* **EXERCISE AIM**:
Please identify every line in the entries below that contains the word "green" and copy each such line. Case counts.

Raw entries

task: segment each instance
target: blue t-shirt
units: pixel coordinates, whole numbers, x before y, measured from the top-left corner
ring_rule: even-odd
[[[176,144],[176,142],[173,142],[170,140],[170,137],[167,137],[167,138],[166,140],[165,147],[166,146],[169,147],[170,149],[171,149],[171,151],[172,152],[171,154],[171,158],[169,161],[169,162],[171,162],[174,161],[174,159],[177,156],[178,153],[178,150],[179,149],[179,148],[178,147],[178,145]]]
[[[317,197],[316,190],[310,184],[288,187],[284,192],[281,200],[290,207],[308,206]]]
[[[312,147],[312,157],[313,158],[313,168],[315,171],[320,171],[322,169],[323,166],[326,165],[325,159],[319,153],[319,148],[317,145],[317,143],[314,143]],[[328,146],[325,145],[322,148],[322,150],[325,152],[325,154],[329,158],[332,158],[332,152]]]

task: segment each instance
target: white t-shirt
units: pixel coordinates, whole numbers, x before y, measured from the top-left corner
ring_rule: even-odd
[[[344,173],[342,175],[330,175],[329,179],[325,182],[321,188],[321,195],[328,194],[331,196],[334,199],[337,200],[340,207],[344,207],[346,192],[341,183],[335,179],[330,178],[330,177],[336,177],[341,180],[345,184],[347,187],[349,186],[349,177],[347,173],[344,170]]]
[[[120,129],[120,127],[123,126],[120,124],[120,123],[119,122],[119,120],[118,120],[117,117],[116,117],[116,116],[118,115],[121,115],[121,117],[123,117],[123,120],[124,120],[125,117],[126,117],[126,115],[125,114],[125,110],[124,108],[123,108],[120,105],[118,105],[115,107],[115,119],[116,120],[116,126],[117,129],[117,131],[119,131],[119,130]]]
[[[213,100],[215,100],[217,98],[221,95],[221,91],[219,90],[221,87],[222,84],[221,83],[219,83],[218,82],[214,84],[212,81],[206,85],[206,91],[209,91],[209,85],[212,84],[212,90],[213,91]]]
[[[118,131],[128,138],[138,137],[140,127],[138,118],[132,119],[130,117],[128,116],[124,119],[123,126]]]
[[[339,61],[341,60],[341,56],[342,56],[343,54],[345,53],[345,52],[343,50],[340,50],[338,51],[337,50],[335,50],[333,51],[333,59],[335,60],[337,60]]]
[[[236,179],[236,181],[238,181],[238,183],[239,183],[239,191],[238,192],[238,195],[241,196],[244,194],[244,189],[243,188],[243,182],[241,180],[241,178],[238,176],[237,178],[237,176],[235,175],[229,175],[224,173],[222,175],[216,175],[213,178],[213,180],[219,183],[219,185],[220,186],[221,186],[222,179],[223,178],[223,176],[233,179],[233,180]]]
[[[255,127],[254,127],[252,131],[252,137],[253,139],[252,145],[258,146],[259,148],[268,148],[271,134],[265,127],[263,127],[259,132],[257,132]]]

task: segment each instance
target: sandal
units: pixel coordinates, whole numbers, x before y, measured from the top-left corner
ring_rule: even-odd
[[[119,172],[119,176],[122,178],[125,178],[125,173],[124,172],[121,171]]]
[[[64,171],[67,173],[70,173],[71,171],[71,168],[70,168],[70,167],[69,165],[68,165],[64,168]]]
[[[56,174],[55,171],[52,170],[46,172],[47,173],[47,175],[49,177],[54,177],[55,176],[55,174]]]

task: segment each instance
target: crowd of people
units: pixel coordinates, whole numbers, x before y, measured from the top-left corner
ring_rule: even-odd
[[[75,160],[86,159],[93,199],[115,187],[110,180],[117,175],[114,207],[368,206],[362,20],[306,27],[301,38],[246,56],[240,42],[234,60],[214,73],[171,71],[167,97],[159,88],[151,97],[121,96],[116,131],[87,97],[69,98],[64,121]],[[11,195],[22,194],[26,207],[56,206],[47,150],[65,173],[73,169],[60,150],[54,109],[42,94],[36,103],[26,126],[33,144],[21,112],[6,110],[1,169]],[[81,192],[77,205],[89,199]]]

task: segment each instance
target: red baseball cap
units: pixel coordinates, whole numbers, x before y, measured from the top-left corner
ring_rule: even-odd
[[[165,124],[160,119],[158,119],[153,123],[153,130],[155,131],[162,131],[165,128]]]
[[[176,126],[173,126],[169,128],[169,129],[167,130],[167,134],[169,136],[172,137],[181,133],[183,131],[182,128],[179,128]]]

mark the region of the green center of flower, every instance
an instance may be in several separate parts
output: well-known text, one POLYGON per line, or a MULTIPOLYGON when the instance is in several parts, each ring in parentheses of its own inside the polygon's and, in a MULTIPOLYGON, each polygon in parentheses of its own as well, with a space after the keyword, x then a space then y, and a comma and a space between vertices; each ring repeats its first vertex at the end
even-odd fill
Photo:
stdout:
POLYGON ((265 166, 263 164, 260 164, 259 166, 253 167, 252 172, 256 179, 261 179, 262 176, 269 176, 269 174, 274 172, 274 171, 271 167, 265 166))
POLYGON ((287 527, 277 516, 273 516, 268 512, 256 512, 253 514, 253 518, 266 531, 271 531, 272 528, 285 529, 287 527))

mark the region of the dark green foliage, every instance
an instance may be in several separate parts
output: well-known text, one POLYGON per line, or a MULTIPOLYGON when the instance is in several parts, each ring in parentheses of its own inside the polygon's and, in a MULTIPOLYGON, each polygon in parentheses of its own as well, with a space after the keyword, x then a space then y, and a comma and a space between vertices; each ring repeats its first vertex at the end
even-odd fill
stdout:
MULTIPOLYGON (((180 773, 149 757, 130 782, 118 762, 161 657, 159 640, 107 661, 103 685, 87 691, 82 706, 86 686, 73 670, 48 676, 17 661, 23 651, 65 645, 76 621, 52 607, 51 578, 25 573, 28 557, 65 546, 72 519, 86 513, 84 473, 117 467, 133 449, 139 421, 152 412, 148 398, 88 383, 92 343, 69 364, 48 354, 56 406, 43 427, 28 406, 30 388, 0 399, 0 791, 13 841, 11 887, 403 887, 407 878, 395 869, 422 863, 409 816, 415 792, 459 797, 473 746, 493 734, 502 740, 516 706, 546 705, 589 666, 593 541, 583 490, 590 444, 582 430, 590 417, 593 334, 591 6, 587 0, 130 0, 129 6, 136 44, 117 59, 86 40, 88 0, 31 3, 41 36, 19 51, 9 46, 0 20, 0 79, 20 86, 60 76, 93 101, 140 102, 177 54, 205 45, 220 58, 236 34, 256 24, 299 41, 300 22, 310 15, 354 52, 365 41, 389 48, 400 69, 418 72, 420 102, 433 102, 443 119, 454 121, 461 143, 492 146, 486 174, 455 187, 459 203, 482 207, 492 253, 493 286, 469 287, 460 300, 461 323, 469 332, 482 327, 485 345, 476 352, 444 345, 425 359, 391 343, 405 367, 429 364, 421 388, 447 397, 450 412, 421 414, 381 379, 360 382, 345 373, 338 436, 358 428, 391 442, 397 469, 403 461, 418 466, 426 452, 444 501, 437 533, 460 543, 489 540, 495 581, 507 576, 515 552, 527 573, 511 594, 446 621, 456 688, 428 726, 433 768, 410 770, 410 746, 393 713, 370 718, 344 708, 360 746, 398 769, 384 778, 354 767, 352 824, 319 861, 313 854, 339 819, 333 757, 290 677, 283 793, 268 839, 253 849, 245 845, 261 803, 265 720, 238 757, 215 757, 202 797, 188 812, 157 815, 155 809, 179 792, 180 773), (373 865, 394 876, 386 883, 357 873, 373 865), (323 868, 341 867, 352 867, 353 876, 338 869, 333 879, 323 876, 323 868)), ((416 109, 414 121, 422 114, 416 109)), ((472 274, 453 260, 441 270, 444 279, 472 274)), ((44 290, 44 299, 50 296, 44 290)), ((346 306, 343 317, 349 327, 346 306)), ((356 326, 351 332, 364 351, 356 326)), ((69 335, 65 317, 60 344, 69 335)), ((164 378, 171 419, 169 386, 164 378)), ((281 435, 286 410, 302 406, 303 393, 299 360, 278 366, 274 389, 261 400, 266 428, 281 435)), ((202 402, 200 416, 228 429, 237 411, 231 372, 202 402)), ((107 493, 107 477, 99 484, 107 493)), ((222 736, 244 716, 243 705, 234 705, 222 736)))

* **RESPONSE FOR THIS EXERCISE**:
mark the region of the green center of flower, every instance
mark the region of the dark green foliage, every instance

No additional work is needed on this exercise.